The appropriate timing of hip fracture surgery remains a matter of debate. We sought to estimate the effect of changes in timing policy and the proportion of deaths attributable to surgical delay.

METHODS:

We obtained discharge abstracts from the Canadian Institute for Health Information for hip fracture surgery in Canada (excluding Quebec) between 2004 and 2012. We estimated the expected population-average risks of inpatient death within 30 days if patients were surgically treated on day of admission, inpatient day 2, day 3 or after day 3. We weighted observations with the inverse propensity score of surgical timing according to confounders selected from a causal diagram.

RESULTS:

Of 139 119 medically stable patients with hip fracture who were aged 65 years or older, 32 120 (23.1%) underwent surgery on admission day, 60 505 (43.5%) on inpatient day 2, 29 236 (21.0%) on day 3 and 17 258 (12.4%) after day 3. Cumulative 30-day in-hospital mortality was 4.9% among patients who were surgically treated on admission day, increasing to 6.9% for surgery done after day 3. We projected an additional 10.9 (95% confidence interval [CI] 6.8 to 15.1) deaths per 1000 surgeries if all surgeries were done after inpatient day 3 instead of admission day. The attributable proportion of deaths for delays beyond inpatient day 2 was 16.5% (95% CI 12.0% to 21.0%).

INTERPRETATION:

Surgery on admission day or the following day was estimated to reduce postoperative mortality among medically stable patients with hip fracture. Hospitals should expedite operating room access for patients whose surgery has already been delayed for nonmedical reasons.

Items from a dataset
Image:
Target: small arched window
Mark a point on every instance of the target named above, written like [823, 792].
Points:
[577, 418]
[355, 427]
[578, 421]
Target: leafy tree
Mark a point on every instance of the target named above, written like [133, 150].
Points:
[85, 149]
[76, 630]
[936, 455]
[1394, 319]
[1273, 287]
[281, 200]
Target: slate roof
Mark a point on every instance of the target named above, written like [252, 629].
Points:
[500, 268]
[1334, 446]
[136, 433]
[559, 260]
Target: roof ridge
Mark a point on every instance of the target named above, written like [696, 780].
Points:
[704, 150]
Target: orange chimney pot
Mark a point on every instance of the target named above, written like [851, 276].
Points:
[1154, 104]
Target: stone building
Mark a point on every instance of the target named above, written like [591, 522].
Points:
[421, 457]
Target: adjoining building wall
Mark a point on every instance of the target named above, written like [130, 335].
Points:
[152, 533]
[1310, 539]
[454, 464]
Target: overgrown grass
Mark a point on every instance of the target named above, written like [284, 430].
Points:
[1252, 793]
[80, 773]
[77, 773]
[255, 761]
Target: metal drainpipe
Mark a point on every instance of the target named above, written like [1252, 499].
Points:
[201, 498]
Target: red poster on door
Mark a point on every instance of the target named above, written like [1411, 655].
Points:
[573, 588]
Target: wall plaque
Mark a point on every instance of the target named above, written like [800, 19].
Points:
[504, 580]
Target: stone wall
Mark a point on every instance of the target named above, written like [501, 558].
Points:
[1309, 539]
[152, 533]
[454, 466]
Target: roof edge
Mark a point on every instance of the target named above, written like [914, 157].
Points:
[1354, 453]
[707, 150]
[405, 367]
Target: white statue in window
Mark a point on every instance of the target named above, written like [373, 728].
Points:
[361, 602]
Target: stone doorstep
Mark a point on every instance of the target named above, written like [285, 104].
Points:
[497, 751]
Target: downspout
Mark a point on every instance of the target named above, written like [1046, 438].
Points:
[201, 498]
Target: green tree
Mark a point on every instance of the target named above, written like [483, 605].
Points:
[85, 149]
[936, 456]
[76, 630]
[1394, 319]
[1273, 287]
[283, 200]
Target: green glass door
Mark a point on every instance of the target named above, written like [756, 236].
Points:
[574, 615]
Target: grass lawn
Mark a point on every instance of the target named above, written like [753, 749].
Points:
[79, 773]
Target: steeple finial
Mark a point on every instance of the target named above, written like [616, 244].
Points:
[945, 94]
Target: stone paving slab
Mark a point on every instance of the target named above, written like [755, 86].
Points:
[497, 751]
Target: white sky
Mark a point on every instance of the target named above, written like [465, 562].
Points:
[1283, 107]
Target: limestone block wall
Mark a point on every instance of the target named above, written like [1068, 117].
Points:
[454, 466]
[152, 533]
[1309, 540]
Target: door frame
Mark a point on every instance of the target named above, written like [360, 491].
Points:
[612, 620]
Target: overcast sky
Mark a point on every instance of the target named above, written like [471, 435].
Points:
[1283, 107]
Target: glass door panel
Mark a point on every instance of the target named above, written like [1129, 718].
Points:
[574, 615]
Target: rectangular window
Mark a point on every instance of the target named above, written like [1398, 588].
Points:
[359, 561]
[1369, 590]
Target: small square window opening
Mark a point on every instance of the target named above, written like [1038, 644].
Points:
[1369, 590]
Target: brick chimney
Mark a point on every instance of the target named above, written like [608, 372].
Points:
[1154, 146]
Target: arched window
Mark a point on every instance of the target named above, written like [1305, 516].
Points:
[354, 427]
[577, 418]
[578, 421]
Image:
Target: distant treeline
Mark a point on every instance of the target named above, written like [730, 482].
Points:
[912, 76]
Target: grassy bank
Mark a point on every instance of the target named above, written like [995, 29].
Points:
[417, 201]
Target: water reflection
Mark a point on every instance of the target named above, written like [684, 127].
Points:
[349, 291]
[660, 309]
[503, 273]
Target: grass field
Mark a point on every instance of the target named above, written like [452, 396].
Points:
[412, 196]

◆ **Exercise details**
Recast the paragraph of the hip fracture surgery text that begins "Of 139 119 medically stable patients" as a short list, keeping its main figures.

◆ **Answer to the problem**
- Patients: 139 119 medically stable hip fracture patients aged 65 years or older
- Timing of surgery: admission day, 32 120 (23.1%); inpatient day 2, 60 505 (43.5%); day 3, 29 236 (21.0%); after day 3, 17 258 (12.4%)
- Cumulative 30-day in-hospital mortality: 4.9% with surgery on admission day, rising to 6.9% with surgery after day 3
- Projected additional deaths if all surgeries were done after inpatient day 3 instead of admission day: 10.9 per 1000 surgeries (95% CI 6.8 to 15.1)
- Proportion of deaths attributable to delays beyond inpatient day 2: 16.5% (95% CI 12.0% to 21.0%)